(Spatial annotation records)
━━━━━━━━━━━━━━━━

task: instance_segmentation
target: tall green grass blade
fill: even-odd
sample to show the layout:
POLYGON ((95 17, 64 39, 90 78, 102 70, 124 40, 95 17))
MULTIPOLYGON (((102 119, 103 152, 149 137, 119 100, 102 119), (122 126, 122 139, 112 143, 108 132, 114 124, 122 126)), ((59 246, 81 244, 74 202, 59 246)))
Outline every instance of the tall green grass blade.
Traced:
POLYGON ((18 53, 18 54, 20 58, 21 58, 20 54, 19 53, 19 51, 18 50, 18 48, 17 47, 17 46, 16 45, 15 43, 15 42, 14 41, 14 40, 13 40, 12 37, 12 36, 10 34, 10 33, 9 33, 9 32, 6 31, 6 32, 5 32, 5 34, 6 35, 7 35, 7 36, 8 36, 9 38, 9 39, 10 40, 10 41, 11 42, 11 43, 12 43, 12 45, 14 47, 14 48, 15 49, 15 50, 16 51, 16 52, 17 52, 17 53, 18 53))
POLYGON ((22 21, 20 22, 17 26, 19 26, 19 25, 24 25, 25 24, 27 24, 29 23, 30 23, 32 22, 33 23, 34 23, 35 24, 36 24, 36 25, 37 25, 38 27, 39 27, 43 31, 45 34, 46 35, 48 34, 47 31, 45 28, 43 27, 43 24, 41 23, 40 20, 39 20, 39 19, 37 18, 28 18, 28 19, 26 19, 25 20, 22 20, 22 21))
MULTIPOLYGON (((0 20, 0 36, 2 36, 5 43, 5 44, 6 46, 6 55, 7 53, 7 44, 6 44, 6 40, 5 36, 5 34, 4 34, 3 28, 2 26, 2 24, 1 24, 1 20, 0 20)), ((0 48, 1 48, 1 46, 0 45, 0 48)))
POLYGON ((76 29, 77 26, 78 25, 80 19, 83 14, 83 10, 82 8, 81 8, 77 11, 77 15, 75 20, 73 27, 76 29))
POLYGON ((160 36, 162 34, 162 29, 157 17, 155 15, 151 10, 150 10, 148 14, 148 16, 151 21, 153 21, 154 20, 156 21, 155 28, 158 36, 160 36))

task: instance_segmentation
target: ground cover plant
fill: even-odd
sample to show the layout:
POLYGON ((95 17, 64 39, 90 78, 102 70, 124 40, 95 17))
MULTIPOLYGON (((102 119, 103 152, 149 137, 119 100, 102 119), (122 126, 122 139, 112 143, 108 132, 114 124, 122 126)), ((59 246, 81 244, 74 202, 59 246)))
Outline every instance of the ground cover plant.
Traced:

━━━━━━━━━━━━━━━━

**Aim**
Change every "even-odd" in the rows above to "nonzero", and reproduce all the rows with nothing else altered.

**Output**
task: instance_segmentation
target: tall green grass blade
fill: nonzero
sample to show the layout:
POLYGON ((95 17, 64 39, 90 78, 102 70, 124 40, 95 17))
MULTIPOLYGON (((102 119, 103 152, 149 137, 119 100, 102 119), (122 126, 122 139, 112 143, 108 132, 114 124, 122 126)), ((59 246, 81 244, 74 202, 59 246)))
Outline every instance of the tall green grass blade.
Traced:
POLYGON ((18 53, 18 54, 20 58, 21 58, 20 54, 19 53, 19 51, 18 50, 18 48, 17 47, 17 46, 16 45, 15 43, 15 42, 14 41, 14 40, 13 40, 12 37, 12 36, 10 34, 10 33, 9 33, 9 32, 6 31, 6 32, 5 32, 5 34, 6 35, 7 35, 7 36, 8 36, 9 38, 9 39, 10 40, 10 41, 11 42, 11 43, 12 43, 12 45, 14 47, 14 48, 15 49, 15 50, 16 51, 16 52, 17 52, 17 53, 18 53))
POLYGON ((22 21, 20 22, 17 26, 19 26, 19 25, 24 25, 25 24, 27 24, 29 23, 30 23, 32 22, 33 23, 34 23, 35 24, 36 24, 36 25, 37 25, 38 27, 39 27, 43 31, 45 34, 46 35, 48 34, 47 31, 45 28, 43 27, 43 24, 41 23, 40 20, 39 20, 39 19, 37 18, 28 18, 28 19, 26 19, 25 20, 22 20, 22 21))
MULTIPOLYGON (((0 20, 0 36, 2 36, 5 43, 5 44, 6 46, 6 55, 7 53, 7 44, 6 44, 6 40, 5 36, 5 34, 4 34, 3 28, 2 26, 2 24, 1 24, 1 20, 0 20)), ((0 48, 1 48, 1 46, 0 45, 0 48)))
POLYGON ((76 29, 77 26, 78 25, 80 19, 83 14, 83 10, 82 8, 81 8, 77 11, 77 15, 75 20, 73 27, 76 29))
POLYGON ((160 36, 162 34, 162 29, 157 17, 155 15, 151 10, 150 10, 148 14, 148 16, 151 21, 153 21, 154 20, 156 21, 155 28, 158 36, 160 36))

task: instance_segmentation
target: ground cover plant
fill: nonzero
sample to show the layout:
POLYGON ((95 17, 64 39, 90 78, 102 70, 124 40, 95 17))
MULTIPOLYGON (((102 119, 103 152, 149 137, 119 100, 102 119), (122 126, 122 139, 112 143, 108 132, 114 124, 122 126)), ((59 246, 81 244, 74 202, 59 246)))
Outline every instance of the ground cover plant.
Traced:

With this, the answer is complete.